Щедрова Любовь Ивановна

(1929 – 2006) Прозаик, поэт. Член Союза писателей СССР С 1988 г.

Родилась 20 сентября 1929 г.в д. Засопка Забайкальского края. В 1948 г. приехала в Иркутск, затем, в 1953 г. в Ангарск. Работала секретарем-машинисткой, библиотекарем, пожарным-профилактиком.

Писать начала со школьной скамьи для художественной самодеятельности, первые заметки размещались в стенгазетах. С 1965 года стала посещать ангарское ЛИТО, публиковаться в городских и областных газетах.

В 1984 г. из под ее пера вышел роман «Ингода» – о забайкальской деревне первых лет советской власти, который Л. Щедрова писала около 15 лет. Произведение имело большой успех, с ним Любовь Ивановна была принята в Союз писателей. Всего на счету Щедровой двенадцать книг прозы и поэзии, в том числе, и для детей. Незаконченным остался роман «Крутояры». Также писательница занималась редактурой – составила несколько сборников : «Грани»«Полвека от войны»«Подсказала строку Ангара».

- **Набор строк**:
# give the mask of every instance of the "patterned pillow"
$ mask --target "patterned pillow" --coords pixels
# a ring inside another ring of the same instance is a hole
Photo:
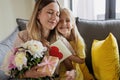
[[[92,65],[97,80],[119,80],[119,51],[112,33],[105,40],[94,40]]]

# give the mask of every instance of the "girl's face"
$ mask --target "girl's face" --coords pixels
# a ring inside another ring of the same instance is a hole
[[[44,30],[52,30],[59,22],[59,5],[52,2],[38,12],[37,19]]]
[[[63,36],[70,36],[72,30],[72,21],[68,13],[61,11],[60,21],[57,26],[57,30]]]

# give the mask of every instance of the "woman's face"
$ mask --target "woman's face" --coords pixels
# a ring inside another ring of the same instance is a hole
[[[59,21],[59,15],[59,5],[52,2],[38,12],[37,18],[44,30],[52,30]]]
[[[63,36],[68,36],[71,34],[72,28],[73,26],[69,14],[62,11],[60,15],[60,21],[57,25],[58,32],[61,33]]]

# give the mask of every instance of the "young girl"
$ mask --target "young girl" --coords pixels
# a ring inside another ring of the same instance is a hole
[[[69,60],[66,61],[66,65],[68,64],[68,61],[73,61],[72,64],[73,67],[76,69],[77,74],[75,80],[94,80],[92,75],[89,74],[87,66],[84,63],[86,57],[85,43],[82,36],[78,32],[74,19],[75,18],[73,17],[70,10],[66,8],[61,9],[60,21],[56,27],[56,37],[60,38],[60,36],[64,36],[69,41],[75,51],[76,55],[70,56],[68,58]]]

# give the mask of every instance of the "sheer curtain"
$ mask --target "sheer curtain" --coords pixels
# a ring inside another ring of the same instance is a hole
[[[73,14],[82,19],[94,19],[94,0],[72,0]]]
[[[72,0],[72,10],[76,17],[90,20],[103,20],[106,0]]]

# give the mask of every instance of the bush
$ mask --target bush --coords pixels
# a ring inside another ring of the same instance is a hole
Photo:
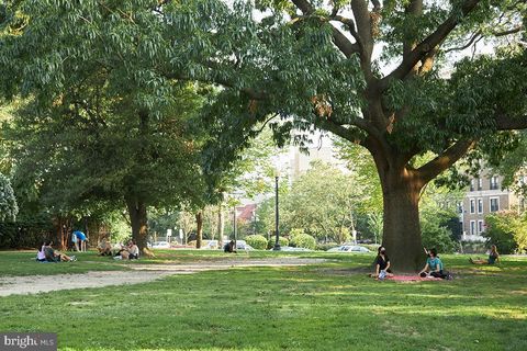
[[[295,248],[304,248],[313,250],[316,246],[316,240],[311,235],[305,234],[304,229],[292,229],[290,234],[291,246]]]
[[[527,220],[517,213],[501,212],[485,217],[483,237],[495,245],[500,253],[525,252],[527,250]]]
[[[315,246],[315,250],[327,251],[330,248],[337,247],[337,242],[317,242]]]
[[[267,248],[267,239],[262,235],[248,235],[245,241],[257,250],[265,250]]]
[[[271,239],[269,239],[269,241],[267,242],[267,248],[268,249],[273,248],[276,241],[277,241],[276,237],[272,237]],[[280,244],[280,246],[289,246],[289,240],[288,238],[284,238],[284,237],[278,237],[278,242]]]

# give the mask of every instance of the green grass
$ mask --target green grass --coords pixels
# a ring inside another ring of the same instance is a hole
[[[142,261],[225,258],[211,251],[161,253]],[[3,262],[14,263],[5,254],[21,253],[0,252],[2,271]],[[444,256],[456,280],[397,283],[362,273],[371,256],[302,257],[332,261],[0,297],[0,331],[57,332],[60,350],[527,350],[525,258],[475,267],[466,256]]]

- **Формулировка задания**: Перепечатайте без изменений участок исходного текста между «(1929 – 2006) Прозаик, поэт.» и «и областных газетах.» включительно.

- **Правильный результат**:
(1929 – 2006) Прозаик, поэт. Член Союза писателей СССР С 1988 г.

Родилась 20 сентября 1929 г.в д. Засопка Забайкальского края. В 1948 г. приехала в Иркутск, затем, в 1953 г. в Ангарск. Работала секретарем-машинисткой, библиотекарем, пожарным-профилактиком.

Писать начала со школьной скамьи для художественной самодеятельности, первые заметки размещались в стенгазетах. С 1965 года стала посещать ангарское ЛИТО, публиковаться в городских и областных газетах.